I am glad to hear you say that. I am at about the same place. I will do anything for my boys. I have been trying really hard to only speak nicely of him and make sure they know we both love them. Not because he deserves it but because THEY deserve it. I know it probably doesn't make sense.


----------



## Thundarr (Jul 4, 2012)

Your kids will adjust to the reality of divorce. They seem to adjust quicker than the adults do.


----------



## SamuraiJack (May 30, 2014)

Thundarr said:


> Your kids will adjust to the reality of divorce. They seem to adjust quicker than the adults do.


:iagree:
When the smoke cleared my oldest told me that the divorce basically made her "normal".
Apparently nearly all of her friends come from divorced parents.
She can count still married parents on one hand.

Sad, but true.


----------



## DawnD (Sep 23, 2009)

SamuraiJack said:


> :iagree:
> When the smoke cleared my oldest told me that the divorce basically made her "normal".
> Apparently nearly all of her friends come from divorced parents.
> She can count still married parents on one hand.
> ...


thanks for the input Thundarr and SamuraiJack. Just trying to make sure I am doing what is best for them. I will handle awkward birthday parties if it is what they want.


----------

**The tasks:**
**A.** In the thread on divorce, copy the part starting with "## Thundarr (Jul" and going on through "(May 30, 2014)", substituting "children" for "kids".
**B.** In the thread on divorce, what does DawnD say she will handle if it is what her boys want?

**Entries supplied:**
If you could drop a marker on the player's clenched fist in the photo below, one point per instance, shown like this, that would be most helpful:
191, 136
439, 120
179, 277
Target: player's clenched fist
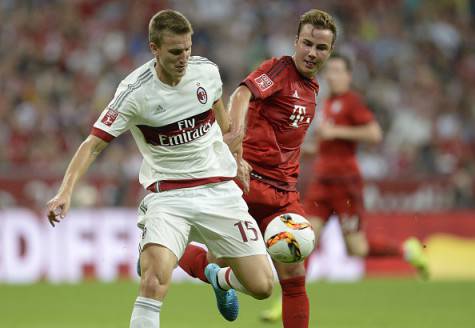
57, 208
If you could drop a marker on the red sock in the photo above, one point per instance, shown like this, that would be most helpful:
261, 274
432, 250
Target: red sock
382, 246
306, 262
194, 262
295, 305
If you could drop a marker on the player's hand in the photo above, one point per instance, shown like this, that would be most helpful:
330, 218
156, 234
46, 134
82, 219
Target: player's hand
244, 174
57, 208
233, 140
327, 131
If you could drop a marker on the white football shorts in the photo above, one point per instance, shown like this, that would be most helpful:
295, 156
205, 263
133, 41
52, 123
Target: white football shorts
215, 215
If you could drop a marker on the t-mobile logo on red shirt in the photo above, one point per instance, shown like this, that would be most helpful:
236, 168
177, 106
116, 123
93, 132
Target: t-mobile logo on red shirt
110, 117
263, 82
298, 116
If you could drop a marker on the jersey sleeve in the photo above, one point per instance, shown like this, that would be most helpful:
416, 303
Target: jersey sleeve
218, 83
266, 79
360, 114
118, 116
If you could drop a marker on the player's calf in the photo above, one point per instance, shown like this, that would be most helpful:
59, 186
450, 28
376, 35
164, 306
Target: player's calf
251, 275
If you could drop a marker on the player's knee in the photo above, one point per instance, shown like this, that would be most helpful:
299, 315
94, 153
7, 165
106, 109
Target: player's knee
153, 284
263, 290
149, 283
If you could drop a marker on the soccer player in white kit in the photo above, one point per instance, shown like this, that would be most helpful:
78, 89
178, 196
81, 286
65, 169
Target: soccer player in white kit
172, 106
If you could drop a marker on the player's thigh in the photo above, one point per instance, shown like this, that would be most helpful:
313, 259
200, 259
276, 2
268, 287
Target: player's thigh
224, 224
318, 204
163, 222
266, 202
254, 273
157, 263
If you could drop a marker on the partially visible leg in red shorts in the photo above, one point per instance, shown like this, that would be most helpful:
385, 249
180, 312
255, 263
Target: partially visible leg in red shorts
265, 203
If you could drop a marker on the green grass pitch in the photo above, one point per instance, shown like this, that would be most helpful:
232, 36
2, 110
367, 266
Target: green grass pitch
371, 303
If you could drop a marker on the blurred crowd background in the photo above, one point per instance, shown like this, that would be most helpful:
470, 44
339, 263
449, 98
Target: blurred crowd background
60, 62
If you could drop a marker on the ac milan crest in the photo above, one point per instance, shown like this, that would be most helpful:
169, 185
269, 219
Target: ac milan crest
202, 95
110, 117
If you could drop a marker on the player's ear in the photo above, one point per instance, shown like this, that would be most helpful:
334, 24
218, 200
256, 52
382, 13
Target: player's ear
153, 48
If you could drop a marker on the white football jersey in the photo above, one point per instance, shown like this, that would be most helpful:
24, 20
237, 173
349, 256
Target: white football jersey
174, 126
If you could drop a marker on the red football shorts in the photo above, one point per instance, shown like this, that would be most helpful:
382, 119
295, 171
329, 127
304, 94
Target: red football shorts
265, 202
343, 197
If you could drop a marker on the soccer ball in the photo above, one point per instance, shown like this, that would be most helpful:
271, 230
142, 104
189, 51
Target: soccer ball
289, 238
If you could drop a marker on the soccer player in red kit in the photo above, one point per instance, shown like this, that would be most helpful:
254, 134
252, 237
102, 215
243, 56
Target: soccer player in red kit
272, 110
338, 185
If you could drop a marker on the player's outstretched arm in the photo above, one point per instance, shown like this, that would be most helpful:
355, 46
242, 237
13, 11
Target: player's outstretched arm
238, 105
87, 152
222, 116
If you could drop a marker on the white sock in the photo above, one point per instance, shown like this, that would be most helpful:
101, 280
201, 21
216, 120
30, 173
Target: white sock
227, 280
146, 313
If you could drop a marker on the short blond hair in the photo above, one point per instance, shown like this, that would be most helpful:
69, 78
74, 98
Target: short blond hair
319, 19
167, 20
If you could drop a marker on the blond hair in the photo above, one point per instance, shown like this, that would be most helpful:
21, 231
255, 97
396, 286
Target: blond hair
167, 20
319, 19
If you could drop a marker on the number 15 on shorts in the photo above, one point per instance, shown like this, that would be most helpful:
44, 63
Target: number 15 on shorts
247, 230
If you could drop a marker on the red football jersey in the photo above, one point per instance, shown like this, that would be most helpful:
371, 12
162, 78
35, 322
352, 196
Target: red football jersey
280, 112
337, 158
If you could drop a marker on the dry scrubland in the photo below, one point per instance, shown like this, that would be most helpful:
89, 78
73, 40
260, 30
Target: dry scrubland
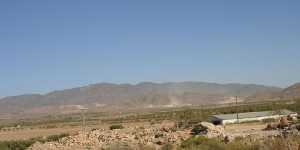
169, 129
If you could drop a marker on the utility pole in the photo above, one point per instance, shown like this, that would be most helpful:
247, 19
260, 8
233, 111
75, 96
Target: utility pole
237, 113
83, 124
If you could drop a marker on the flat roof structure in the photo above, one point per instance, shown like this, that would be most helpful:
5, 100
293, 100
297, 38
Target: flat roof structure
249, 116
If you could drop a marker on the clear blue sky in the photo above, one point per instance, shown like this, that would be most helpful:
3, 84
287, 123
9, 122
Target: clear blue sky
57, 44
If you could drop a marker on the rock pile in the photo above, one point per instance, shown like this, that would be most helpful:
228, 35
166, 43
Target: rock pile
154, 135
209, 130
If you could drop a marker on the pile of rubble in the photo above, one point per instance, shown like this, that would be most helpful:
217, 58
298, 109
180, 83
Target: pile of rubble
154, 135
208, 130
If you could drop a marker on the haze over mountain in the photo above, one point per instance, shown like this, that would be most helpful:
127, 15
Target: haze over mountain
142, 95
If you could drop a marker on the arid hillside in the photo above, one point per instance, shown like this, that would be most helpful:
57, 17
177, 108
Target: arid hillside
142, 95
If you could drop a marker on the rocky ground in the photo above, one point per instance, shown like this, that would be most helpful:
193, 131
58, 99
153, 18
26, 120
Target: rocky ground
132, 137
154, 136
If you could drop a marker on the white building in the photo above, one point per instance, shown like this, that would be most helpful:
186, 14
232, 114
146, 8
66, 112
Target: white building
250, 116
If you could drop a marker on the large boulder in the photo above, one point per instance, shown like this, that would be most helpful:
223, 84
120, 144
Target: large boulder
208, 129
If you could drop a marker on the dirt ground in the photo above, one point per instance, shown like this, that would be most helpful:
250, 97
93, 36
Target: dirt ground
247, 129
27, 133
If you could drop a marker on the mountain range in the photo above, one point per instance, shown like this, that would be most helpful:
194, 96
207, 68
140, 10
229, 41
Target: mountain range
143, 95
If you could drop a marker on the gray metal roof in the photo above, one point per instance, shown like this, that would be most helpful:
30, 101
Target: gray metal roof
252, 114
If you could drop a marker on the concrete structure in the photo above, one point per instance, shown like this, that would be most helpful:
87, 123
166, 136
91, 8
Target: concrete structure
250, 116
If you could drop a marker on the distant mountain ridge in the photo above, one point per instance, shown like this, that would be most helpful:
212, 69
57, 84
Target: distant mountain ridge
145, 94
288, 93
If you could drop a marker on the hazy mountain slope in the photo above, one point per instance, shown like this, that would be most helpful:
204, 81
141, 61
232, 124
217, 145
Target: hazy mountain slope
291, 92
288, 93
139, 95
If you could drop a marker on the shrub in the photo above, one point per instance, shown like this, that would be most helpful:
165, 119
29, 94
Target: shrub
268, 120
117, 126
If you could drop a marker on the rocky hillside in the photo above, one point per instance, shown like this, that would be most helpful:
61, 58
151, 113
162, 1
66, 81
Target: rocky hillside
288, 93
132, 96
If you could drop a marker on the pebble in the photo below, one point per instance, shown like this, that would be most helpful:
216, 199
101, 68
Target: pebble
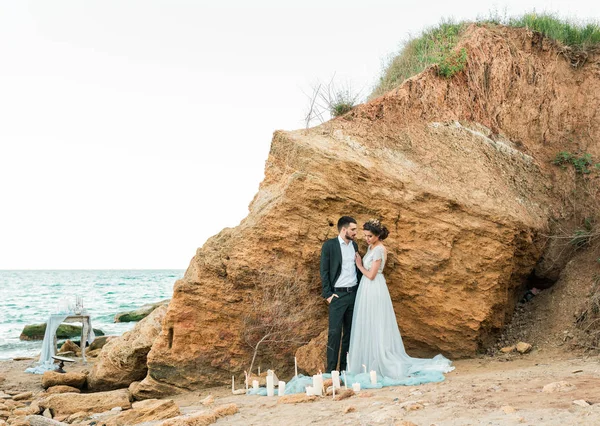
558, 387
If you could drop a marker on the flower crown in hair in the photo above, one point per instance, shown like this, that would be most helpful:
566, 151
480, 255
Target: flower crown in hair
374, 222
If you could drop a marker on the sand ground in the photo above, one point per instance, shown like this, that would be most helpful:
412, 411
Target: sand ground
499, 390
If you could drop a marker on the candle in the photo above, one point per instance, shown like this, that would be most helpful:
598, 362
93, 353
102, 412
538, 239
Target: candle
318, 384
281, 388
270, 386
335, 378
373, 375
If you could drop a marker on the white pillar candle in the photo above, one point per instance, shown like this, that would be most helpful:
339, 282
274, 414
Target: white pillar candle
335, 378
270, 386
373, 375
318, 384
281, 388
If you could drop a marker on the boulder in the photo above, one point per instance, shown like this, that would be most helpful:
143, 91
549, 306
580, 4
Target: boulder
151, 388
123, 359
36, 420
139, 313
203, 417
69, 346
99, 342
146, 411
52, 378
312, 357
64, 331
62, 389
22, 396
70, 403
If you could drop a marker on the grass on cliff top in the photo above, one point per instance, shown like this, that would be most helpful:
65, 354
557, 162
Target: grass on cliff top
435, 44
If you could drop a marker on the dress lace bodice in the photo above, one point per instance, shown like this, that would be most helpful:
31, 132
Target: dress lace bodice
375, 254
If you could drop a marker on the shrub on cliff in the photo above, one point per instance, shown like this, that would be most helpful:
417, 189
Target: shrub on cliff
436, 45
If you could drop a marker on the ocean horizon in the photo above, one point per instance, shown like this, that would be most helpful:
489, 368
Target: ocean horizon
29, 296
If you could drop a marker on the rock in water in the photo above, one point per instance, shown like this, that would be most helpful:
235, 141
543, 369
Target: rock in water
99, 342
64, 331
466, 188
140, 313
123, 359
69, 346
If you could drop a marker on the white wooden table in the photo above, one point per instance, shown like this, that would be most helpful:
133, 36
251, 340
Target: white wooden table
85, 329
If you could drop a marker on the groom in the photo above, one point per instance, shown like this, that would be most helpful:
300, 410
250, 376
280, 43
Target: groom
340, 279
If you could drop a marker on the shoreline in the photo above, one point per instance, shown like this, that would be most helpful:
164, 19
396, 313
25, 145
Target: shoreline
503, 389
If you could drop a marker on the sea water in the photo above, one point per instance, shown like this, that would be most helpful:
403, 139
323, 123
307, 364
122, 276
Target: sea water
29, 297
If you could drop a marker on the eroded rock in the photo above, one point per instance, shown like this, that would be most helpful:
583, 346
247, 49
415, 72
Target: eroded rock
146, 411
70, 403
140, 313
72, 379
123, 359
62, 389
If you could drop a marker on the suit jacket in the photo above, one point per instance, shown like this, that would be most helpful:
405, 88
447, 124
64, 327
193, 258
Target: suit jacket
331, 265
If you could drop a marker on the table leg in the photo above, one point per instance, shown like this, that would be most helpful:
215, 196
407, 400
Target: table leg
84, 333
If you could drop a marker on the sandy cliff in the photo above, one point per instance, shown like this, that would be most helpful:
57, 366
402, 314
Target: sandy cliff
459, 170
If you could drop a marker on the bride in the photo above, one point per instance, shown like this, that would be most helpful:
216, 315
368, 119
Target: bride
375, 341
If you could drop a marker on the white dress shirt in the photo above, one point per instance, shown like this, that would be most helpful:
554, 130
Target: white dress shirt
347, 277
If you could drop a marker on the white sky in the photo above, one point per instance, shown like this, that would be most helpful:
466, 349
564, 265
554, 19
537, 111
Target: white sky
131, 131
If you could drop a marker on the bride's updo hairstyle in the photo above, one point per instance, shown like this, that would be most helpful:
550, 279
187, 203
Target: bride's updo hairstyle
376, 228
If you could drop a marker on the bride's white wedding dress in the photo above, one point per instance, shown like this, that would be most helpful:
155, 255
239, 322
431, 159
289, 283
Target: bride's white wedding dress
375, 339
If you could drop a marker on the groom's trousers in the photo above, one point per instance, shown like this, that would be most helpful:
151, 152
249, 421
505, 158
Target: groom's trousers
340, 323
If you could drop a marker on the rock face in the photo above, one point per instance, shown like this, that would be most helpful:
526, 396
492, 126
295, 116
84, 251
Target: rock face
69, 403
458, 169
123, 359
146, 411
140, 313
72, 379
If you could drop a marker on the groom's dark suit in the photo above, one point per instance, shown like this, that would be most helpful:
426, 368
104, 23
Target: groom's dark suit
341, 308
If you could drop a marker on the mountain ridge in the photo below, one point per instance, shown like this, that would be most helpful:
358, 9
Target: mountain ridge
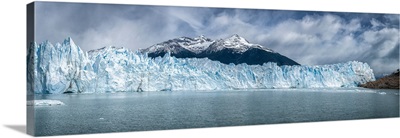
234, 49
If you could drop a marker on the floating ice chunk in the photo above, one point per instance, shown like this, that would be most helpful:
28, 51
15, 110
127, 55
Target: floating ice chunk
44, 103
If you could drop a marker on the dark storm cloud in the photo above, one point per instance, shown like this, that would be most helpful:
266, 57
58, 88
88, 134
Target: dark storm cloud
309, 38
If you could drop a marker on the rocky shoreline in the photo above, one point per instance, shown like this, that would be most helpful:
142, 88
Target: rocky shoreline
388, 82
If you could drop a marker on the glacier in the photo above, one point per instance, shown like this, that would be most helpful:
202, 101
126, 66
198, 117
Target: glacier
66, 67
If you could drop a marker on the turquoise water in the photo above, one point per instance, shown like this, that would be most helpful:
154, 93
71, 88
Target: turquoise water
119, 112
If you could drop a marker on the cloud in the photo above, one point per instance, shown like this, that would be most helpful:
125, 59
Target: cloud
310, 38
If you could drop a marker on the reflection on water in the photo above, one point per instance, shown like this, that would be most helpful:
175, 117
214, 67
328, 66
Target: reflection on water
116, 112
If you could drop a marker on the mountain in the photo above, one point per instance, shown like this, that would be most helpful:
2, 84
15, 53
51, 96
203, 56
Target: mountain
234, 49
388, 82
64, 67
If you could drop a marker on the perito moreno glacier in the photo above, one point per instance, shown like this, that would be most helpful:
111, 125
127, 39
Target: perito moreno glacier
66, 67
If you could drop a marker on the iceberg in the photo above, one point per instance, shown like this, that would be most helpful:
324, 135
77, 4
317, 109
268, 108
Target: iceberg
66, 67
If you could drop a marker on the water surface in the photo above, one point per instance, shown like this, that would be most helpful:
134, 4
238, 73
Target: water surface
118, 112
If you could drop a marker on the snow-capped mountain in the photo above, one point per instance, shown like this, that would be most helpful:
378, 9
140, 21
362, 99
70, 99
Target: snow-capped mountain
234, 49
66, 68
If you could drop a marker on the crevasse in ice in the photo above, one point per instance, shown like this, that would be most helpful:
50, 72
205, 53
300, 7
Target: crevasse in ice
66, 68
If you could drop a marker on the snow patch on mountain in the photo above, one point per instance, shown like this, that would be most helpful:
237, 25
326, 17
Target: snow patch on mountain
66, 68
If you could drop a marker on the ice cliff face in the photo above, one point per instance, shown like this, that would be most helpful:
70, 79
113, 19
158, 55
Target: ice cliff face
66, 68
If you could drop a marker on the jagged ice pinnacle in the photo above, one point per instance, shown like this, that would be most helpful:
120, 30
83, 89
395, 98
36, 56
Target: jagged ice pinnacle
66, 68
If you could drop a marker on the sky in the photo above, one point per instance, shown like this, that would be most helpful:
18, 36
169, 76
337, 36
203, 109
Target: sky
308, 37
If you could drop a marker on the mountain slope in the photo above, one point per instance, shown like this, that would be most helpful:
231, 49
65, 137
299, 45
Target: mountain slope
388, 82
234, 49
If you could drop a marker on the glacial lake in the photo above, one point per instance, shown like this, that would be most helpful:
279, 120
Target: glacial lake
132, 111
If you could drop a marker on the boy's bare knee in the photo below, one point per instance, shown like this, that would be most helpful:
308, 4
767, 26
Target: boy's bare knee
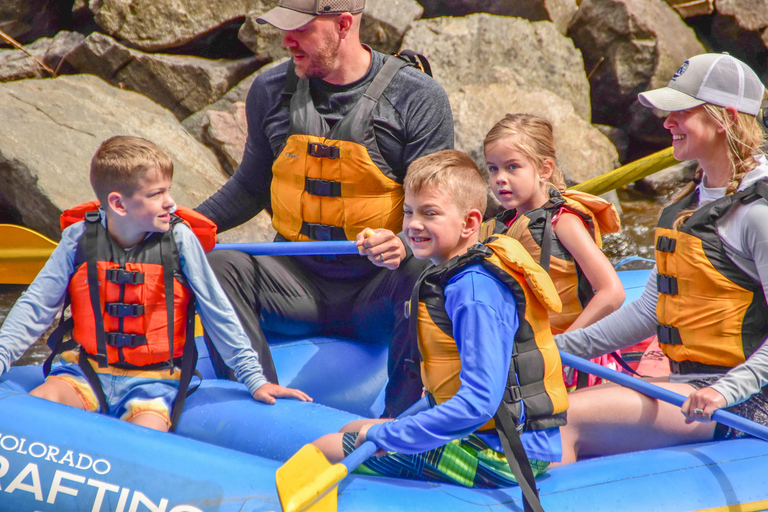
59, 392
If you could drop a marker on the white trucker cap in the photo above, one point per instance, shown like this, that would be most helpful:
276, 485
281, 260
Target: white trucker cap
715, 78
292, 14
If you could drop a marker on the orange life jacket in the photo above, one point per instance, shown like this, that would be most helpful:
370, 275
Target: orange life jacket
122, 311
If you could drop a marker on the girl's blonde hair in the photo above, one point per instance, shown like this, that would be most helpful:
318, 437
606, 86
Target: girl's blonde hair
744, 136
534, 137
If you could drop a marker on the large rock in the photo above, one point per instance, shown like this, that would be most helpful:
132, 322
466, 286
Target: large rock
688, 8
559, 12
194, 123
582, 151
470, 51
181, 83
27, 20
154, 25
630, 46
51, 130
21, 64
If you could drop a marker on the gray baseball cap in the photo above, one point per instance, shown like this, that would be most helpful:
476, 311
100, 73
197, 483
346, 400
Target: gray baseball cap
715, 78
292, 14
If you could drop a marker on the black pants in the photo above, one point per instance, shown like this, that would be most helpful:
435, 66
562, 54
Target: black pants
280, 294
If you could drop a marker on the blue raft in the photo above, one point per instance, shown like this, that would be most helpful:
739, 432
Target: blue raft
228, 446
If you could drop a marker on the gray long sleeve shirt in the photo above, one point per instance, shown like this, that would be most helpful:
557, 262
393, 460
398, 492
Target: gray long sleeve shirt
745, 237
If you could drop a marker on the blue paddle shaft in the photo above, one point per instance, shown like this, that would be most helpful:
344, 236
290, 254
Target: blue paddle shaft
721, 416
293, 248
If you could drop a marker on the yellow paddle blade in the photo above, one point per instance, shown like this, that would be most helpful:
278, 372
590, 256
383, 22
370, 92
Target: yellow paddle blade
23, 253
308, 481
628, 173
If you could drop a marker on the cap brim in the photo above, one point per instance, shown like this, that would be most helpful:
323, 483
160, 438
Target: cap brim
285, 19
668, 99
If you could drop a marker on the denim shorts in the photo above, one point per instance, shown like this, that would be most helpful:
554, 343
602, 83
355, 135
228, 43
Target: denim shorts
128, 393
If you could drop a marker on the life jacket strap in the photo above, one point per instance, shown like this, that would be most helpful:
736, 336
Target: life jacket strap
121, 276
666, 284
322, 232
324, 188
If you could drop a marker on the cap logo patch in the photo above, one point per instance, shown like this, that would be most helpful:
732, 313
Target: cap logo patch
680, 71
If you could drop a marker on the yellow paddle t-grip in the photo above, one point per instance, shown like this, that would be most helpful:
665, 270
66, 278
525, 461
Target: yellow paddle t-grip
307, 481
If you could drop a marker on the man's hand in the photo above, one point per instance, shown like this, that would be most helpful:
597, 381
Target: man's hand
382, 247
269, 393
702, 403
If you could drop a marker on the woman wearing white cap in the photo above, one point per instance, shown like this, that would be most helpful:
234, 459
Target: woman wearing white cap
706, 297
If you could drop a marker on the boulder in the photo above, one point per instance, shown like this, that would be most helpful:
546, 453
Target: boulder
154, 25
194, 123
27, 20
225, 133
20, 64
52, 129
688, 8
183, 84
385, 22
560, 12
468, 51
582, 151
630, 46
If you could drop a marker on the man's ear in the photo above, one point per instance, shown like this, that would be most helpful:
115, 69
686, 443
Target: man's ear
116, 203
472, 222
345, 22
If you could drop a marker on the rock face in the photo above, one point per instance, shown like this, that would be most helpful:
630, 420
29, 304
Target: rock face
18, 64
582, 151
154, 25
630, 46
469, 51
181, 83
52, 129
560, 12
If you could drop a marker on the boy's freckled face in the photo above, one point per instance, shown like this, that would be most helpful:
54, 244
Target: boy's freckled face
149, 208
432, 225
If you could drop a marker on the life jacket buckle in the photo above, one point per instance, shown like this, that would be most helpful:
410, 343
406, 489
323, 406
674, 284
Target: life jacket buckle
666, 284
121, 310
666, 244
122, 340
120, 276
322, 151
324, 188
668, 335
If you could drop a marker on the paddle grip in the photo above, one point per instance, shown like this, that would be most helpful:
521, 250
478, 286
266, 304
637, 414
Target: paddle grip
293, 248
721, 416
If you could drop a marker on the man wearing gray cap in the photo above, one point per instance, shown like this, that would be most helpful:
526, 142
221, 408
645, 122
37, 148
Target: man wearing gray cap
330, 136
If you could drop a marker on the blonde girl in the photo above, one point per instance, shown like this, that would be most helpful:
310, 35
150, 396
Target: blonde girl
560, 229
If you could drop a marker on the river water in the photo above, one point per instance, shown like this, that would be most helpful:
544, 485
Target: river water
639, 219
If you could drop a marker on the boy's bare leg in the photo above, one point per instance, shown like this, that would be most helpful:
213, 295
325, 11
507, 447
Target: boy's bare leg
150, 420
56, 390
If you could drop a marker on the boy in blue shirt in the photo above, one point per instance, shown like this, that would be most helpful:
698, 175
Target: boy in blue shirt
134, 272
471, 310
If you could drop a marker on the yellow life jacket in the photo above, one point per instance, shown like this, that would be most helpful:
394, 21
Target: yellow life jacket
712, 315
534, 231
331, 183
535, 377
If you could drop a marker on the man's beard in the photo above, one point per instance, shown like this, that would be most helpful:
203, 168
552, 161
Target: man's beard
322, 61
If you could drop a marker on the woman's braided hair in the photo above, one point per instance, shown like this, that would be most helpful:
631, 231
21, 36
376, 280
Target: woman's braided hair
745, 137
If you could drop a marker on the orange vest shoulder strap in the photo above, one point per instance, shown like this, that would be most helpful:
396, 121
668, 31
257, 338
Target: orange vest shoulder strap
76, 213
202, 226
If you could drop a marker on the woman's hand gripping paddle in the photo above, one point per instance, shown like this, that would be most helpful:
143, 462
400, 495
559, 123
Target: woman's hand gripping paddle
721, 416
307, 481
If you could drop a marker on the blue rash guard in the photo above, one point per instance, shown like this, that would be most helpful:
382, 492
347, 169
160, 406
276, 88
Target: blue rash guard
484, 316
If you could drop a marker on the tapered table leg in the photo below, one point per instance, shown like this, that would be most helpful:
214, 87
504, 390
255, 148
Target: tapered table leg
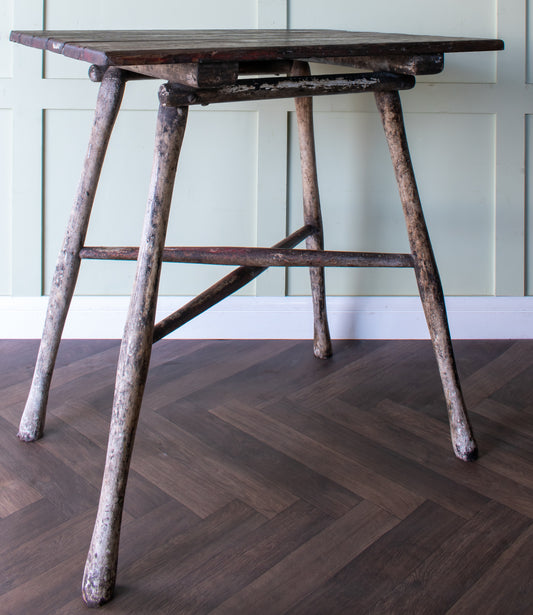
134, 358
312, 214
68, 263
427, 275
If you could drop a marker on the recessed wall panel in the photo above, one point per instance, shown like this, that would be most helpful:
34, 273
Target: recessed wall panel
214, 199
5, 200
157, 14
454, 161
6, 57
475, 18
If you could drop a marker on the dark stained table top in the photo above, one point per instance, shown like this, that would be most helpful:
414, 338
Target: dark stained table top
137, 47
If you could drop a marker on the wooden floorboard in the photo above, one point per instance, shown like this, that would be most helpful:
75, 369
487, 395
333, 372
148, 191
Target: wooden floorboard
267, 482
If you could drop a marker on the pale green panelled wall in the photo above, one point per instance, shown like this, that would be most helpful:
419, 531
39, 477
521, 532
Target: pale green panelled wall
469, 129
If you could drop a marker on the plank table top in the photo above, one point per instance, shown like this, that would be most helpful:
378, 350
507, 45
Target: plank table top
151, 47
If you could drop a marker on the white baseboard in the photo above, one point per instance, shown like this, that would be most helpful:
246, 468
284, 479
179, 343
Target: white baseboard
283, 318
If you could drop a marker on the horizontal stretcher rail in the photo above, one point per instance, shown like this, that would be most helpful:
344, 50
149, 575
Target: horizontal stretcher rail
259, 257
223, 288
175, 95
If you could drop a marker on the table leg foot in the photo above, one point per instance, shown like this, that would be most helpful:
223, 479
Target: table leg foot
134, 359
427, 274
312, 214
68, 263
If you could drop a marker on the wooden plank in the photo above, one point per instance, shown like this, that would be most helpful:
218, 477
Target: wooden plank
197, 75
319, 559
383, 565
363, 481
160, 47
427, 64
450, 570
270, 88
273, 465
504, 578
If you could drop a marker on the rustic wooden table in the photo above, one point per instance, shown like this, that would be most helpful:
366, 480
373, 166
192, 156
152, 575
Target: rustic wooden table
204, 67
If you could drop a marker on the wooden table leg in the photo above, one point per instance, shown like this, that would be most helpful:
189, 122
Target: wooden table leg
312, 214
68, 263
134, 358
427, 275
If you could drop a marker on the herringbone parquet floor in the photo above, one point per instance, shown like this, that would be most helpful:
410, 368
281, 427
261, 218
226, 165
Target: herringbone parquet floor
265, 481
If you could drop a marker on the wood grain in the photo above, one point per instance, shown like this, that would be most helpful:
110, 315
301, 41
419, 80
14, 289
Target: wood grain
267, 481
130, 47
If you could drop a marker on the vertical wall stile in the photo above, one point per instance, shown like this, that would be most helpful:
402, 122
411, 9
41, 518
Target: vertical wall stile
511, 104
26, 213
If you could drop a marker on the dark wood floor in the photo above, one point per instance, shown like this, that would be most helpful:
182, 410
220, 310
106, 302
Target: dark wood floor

**Responses:**
**A.**
## Thundarr (Jul 4, 2012)

Your children will adjust to the reality of divorce. They seem to adjust quicker than the adults do.


----------



## SamuraiJack (May 30, 2014)

**B.** Awkward birthday parties.